**Exercise prompt:** From the entries that follow, report every line in which "small" occurs.

• • •

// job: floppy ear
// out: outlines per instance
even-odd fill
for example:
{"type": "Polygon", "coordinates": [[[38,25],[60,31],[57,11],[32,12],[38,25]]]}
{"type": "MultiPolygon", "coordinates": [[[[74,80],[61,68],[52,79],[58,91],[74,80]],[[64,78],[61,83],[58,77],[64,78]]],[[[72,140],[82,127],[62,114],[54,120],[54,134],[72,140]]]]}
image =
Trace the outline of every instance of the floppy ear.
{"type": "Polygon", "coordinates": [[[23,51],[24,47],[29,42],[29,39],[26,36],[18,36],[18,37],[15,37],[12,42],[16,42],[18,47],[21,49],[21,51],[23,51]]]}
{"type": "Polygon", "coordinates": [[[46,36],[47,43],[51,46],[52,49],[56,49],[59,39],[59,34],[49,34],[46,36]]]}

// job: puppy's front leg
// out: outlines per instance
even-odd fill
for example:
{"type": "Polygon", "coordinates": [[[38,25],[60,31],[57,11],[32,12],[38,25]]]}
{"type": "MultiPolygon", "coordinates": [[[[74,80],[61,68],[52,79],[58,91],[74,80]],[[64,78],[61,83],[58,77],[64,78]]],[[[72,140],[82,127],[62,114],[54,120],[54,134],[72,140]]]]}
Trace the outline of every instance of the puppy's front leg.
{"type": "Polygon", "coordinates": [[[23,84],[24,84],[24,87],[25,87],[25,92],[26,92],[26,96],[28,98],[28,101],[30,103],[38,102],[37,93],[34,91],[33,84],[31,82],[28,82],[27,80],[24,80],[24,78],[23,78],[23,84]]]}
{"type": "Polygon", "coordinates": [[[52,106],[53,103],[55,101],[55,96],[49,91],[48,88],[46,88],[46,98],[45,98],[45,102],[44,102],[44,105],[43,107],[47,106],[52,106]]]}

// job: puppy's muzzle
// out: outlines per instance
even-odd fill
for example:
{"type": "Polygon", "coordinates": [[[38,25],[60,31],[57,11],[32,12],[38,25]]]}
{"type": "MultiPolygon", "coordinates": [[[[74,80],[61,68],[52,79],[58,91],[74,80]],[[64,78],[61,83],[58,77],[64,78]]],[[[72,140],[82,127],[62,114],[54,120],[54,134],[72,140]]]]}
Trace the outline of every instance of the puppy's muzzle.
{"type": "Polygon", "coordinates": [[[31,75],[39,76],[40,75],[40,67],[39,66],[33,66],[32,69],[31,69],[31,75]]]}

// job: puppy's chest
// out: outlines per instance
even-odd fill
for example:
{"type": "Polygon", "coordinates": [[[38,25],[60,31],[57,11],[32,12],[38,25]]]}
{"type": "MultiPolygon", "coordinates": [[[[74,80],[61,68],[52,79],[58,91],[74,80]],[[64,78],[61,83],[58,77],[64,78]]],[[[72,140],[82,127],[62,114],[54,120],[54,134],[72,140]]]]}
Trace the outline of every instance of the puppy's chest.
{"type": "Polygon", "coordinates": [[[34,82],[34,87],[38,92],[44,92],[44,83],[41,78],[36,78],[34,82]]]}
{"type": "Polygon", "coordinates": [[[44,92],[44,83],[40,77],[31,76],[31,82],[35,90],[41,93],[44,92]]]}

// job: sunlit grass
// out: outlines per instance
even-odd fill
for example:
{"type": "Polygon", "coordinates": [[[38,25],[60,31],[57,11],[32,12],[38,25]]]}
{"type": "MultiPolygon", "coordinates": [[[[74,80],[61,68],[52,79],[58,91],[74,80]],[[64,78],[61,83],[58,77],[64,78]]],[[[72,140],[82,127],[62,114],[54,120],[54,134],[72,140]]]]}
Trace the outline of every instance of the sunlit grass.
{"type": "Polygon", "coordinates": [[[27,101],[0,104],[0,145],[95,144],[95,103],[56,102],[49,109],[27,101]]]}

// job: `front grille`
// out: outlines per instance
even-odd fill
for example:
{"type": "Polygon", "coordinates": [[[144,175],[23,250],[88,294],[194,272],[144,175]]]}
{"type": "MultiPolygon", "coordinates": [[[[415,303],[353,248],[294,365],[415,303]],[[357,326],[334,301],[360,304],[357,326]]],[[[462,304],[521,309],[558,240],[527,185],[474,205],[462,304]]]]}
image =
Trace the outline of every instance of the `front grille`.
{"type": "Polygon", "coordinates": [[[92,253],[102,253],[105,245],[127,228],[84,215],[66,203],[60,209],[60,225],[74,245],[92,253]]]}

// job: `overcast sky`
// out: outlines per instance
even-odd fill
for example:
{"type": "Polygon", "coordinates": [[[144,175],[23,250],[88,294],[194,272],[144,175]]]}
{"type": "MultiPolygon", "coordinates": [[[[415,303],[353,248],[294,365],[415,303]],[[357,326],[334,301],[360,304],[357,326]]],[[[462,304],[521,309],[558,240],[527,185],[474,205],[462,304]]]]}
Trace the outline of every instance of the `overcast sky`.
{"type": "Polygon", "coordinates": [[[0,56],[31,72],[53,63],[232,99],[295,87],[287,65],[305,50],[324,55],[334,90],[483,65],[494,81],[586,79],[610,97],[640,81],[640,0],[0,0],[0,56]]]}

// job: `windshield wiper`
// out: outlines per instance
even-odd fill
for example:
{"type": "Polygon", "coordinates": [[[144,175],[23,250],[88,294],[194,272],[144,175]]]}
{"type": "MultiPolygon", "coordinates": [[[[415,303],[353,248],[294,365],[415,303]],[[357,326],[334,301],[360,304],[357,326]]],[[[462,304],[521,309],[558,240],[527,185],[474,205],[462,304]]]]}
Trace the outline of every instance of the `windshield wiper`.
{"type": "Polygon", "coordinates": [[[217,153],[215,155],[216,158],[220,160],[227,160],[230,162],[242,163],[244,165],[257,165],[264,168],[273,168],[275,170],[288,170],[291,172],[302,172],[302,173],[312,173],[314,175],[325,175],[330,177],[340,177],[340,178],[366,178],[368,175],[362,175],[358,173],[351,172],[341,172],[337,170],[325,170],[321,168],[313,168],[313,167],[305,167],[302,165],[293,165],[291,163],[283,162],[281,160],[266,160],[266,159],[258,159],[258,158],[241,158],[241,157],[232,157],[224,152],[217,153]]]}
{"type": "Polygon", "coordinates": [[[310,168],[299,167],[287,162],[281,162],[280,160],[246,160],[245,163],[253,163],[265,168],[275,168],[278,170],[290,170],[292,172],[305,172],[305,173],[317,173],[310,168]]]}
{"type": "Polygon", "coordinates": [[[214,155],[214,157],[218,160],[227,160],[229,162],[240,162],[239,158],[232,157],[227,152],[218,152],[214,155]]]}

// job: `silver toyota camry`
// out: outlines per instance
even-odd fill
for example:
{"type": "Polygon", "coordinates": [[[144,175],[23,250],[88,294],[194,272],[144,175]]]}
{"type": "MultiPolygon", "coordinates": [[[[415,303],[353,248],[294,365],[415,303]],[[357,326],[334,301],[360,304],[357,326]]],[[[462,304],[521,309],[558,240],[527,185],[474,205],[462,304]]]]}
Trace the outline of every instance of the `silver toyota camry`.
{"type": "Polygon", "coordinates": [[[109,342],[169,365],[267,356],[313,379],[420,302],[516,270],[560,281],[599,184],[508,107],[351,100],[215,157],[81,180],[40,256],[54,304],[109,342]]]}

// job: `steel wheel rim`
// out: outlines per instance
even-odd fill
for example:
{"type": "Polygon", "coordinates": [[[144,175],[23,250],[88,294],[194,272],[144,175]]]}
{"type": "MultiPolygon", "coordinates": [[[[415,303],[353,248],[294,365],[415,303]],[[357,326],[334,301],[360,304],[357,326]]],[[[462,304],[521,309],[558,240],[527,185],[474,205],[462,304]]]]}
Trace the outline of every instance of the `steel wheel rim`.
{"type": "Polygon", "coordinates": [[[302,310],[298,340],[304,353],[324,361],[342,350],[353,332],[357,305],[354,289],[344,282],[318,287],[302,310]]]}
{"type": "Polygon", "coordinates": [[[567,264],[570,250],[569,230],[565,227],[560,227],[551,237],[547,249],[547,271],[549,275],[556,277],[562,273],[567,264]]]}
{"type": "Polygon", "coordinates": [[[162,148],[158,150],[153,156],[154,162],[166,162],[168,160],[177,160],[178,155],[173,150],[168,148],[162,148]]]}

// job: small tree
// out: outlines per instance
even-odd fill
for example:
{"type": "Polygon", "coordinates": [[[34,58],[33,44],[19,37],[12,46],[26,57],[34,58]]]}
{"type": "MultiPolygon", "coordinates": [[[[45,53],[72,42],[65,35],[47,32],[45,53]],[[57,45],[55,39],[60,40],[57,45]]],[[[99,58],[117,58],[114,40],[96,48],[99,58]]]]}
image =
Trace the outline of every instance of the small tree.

• • •

**Output below:**
// job: small tree
Trace the outline of every instance of the small tree.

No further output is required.